• [Your objective] In the data below, take the part that opens with the line containing "Practice step: locate the bucket" and closes with the line containing "point(183, 199)", both ends included. Lay out only those lines as a numbered list, leaving out any blank lines.

:: Data for this task

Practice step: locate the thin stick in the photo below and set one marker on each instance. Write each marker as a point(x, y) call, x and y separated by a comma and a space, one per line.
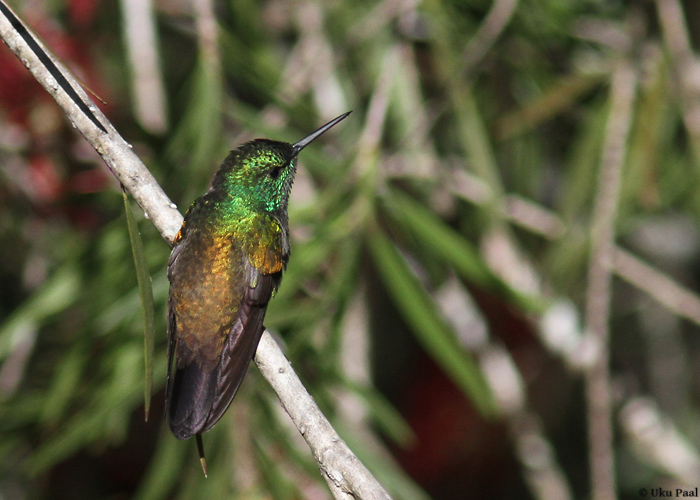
point(345, 474)
point(200, 450)
point(599, 291)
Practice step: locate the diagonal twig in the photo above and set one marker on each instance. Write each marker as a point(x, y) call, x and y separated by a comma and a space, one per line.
point(347, 477)
point(599, 291)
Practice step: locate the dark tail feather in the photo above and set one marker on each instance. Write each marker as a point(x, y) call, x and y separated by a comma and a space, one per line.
point(190, 399)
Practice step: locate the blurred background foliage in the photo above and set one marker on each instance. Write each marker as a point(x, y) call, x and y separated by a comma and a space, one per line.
point(438, 301)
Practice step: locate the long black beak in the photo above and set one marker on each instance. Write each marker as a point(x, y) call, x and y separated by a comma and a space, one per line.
point(311, 137)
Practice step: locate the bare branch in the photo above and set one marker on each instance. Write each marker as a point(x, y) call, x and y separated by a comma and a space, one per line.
point(346, 475)
point(599, 291)
point(89, 120)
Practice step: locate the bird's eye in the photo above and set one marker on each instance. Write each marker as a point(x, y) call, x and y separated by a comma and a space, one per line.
point(274, 172)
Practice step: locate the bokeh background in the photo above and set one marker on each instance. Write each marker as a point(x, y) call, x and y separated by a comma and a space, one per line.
point(493, 287)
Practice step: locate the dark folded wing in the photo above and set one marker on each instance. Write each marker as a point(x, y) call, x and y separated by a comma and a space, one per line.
point(201, 386)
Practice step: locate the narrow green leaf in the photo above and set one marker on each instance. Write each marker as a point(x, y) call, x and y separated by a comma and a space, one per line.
point(430, 327)
point(146, 290)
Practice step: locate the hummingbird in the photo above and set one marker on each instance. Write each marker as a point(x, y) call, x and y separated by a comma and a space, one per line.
point(226, 264)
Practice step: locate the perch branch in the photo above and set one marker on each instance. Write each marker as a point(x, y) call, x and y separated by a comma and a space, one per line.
point(346, 476)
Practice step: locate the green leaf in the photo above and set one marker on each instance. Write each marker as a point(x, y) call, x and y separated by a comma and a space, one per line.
point(146, 291)
point(455, 250)
point(431, 329)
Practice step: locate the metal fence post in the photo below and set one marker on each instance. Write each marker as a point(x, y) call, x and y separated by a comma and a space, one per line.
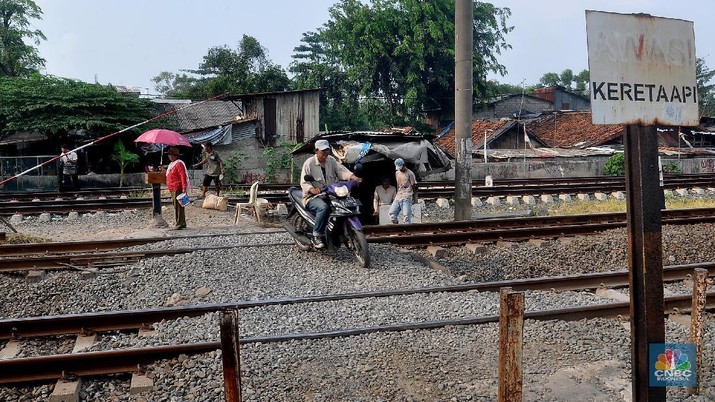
point(230, 355)
point(697, 316)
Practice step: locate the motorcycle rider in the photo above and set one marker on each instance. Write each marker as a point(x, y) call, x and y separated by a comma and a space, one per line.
point(326, 169)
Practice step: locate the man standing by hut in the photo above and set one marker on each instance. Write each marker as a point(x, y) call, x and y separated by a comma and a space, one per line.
point(214, 169)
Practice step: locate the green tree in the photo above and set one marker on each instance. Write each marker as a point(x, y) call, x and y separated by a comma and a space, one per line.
point(18, 59)
point(396, 57)
point(706, 89)
point(577, 83)
point(53, 106)
point(224, 70)
point(124, 158)
point(314, 67)
point(616, 165)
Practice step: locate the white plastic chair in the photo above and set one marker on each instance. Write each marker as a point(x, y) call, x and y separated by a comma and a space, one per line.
point(255, 203)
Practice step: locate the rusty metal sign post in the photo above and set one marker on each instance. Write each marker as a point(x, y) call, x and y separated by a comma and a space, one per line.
point(642, 74)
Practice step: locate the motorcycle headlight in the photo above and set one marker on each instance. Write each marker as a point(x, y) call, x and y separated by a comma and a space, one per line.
point(342, 191)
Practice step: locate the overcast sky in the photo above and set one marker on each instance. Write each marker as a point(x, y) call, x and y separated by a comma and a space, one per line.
point(125, 42)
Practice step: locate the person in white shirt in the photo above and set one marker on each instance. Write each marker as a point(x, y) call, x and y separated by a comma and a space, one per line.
point(406, 186)
point(384, 195)
point(68, 164)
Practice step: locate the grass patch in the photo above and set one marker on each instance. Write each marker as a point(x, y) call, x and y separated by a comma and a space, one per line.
point(140, 194)
point(19, 238)
point(589, 207)
point(613, 205)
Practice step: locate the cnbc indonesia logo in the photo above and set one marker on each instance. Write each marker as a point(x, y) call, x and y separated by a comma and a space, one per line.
point(672, 366)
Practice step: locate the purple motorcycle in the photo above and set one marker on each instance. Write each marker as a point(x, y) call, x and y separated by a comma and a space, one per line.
point(343, 227)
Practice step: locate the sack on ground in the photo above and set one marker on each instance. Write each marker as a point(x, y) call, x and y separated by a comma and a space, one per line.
point(213, 202)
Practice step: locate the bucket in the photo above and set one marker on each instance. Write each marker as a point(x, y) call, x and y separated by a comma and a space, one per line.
point(183, 199)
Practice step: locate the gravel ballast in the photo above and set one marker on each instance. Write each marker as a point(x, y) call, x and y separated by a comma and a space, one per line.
point(588, 360)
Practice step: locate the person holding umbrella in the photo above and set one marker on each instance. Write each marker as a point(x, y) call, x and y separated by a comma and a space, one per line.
point(177, 181)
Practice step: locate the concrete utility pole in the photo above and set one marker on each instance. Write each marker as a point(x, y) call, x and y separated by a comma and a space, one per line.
point(463, 44)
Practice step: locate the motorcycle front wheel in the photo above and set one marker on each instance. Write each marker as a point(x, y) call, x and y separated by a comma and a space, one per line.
point(358, 244)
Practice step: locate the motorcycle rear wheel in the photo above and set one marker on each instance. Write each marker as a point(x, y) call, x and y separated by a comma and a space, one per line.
point(301, 227)
point(358, 244)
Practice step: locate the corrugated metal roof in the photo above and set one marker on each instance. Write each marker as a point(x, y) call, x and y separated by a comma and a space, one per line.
point(205, 115)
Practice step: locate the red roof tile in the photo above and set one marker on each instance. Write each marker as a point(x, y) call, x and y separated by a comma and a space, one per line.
point(573, 130)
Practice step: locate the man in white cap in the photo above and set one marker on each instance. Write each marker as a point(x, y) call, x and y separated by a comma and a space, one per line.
point(325, 169)
point(406, 185)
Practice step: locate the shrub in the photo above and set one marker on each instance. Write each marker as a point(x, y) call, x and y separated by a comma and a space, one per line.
point(616, 165)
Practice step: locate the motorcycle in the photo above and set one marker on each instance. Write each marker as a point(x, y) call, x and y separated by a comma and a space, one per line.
point(343, 226)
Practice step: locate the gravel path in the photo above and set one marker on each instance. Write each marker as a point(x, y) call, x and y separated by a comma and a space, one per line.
point(564, 361)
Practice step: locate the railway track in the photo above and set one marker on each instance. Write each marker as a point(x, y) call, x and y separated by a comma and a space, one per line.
point(518, 229)
point(53, 367)
point(420, 234)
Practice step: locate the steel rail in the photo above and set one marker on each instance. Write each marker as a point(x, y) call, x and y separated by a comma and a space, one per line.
point(68, 261)
point(515, 229)
point(132, 319)
point(96, 245)
point(129, 360)
point(428, 189)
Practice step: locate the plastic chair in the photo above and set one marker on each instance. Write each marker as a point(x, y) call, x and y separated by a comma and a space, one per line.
point(252, 197)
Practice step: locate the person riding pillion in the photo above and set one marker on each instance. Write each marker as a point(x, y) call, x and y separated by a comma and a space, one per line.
point(325, 169)
point(214, 169)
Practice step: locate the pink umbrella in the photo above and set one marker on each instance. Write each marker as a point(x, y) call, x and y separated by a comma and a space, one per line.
point(162, 136)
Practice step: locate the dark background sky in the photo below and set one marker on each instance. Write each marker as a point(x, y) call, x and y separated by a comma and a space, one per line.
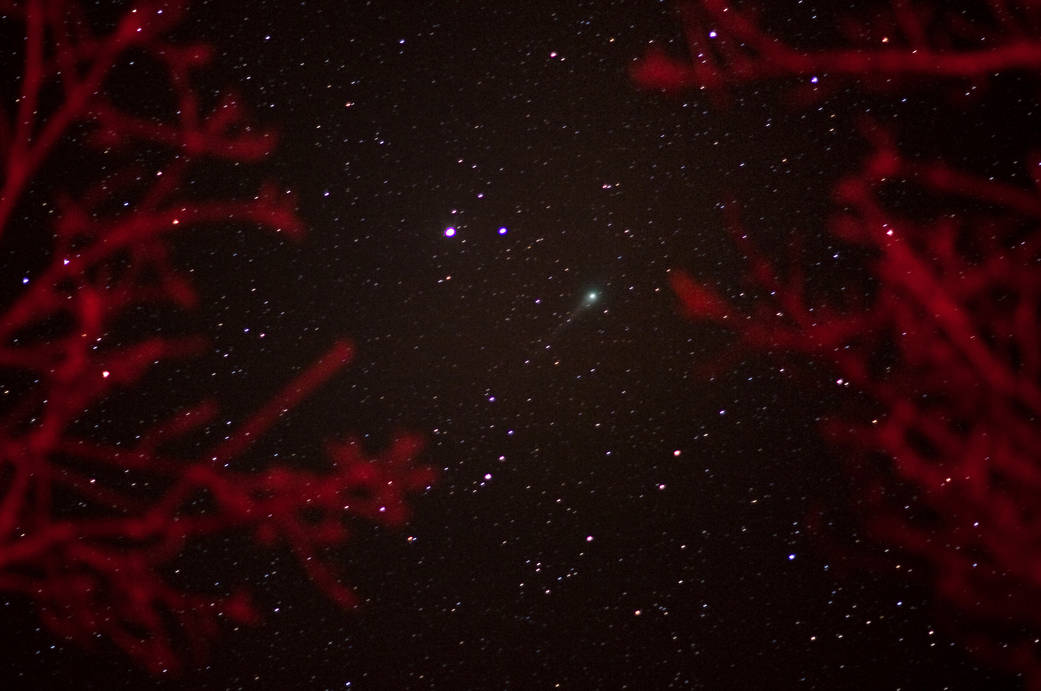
point(641, 527)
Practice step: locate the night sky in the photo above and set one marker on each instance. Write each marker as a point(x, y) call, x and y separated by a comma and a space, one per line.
point(493, 209)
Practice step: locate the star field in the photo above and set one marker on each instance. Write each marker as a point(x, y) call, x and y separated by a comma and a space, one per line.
point(493, 212)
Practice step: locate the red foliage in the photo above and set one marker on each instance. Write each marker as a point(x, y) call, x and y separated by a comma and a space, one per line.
point(729, 47)
point(90, 529)
point(947, 340)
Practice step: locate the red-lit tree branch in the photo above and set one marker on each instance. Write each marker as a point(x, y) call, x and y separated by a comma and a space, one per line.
point(728, 46)
point(91, 525)
point(942, 331)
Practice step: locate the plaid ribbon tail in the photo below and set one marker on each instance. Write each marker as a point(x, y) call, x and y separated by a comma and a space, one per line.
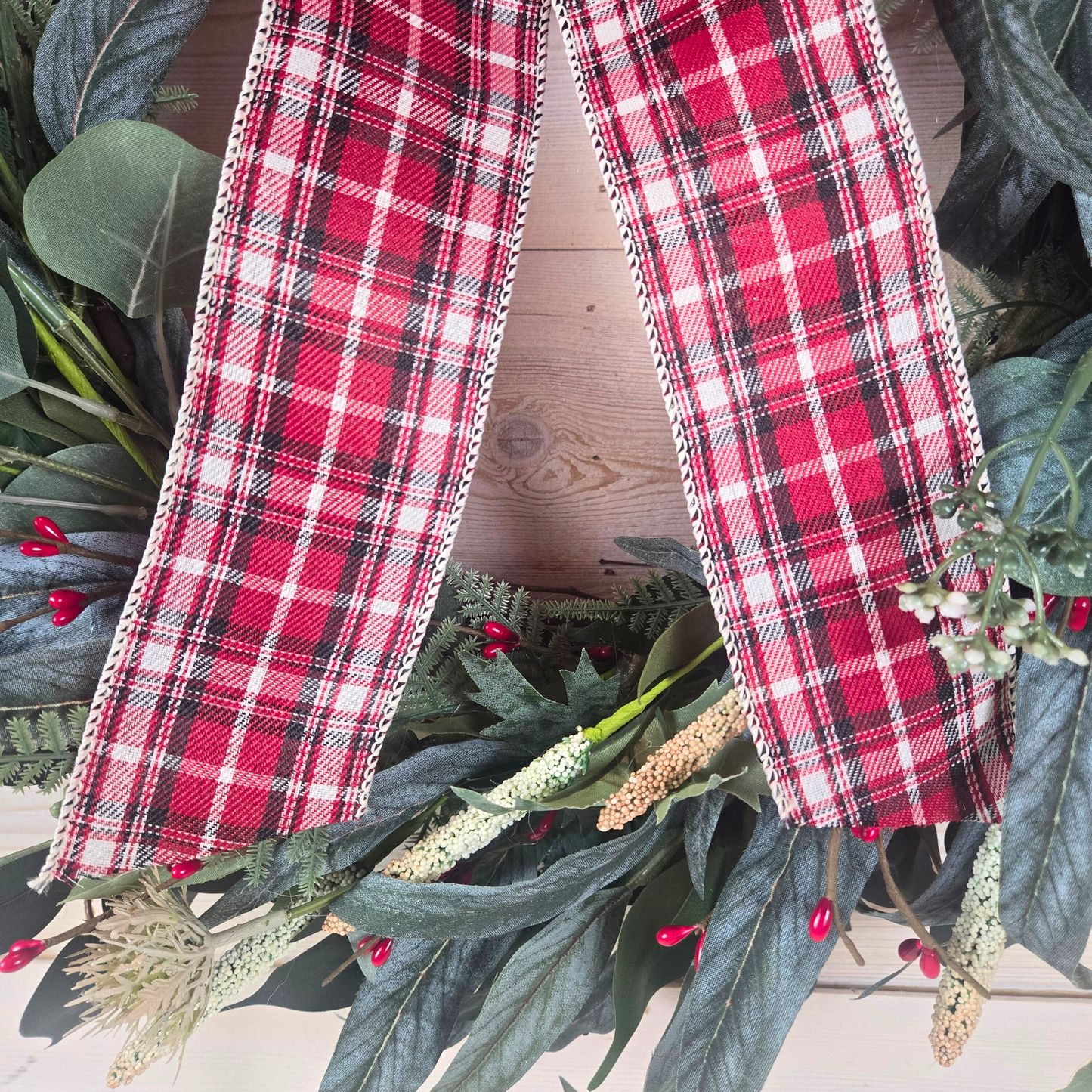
point(775, 216)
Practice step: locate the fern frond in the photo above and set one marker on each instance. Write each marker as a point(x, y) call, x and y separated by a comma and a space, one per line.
point(308, 849)
point(259, 858)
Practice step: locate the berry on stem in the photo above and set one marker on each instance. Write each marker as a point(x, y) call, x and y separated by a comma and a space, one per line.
point(490, 652)
point(672, 935)
point(910, 949)
point(382, 951)
point(183, 869)
point(47, 529)
point(820, 920)
point(542, 828)
point(500, 633)
point(39, 549)
point(930, 964)
point(1079, 615)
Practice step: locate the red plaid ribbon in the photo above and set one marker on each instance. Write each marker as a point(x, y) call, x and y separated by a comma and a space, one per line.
point(773, 206)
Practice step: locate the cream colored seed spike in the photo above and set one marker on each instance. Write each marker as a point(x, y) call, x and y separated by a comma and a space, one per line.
point(670, 766)
point(976, 944)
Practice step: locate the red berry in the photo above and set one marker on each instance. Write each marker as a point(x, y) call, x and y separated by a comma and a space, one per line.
point(66, 615)
point(500, 633)
point(490, 652)
point(542, 828)
point(930, 962)
point(67, 598)
point(37, 549)
point(672, 935)
point(910, 949)
point(866, 834)
point(47, 529)
point(186, 868)
point(1079, 615)
point(820, 920)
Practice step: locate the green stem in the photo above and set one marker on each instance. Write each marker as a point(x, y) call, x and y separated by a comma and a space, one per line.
point(1079, 382)
point(611, 724)
point(15, 456)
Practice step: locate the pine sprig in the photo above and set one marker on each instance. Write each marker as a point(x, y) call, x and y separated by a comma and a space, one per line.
point(648, 608)
point(996, 319)
point(308, 849)
point(41, 755)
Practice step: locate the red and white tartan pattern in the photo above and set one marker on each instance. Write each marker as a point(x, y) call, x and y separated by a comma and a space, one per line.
point(766, 181)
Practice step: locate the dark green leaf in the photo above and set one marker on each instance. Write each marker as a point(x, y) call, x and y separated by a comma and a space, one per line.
point(106, 459)
point(105, 60)
point(398, 794)
point(537, 996)
point(682, 641)
point(758, 936)
point(23, 912)
point(49, 1013)
point(401, 1021)
point(19, 410)
point(125, 210)
point(394, 908)
point(1047, 849)
point(1011, 76)
point(664, 554)
point(1021, 395)
point(643, 967)
point(297, 984)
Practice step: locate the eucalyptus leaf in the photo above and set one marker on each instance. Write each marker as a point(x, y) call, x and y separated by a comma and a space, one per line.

::::

• [Solution]
1. Practice step: locate the bucket in the photo above and set one marker on each instance. Write each marker as a point(x, y) call, x and y separated by a comma and a space, one per line.
2. point(183, 199)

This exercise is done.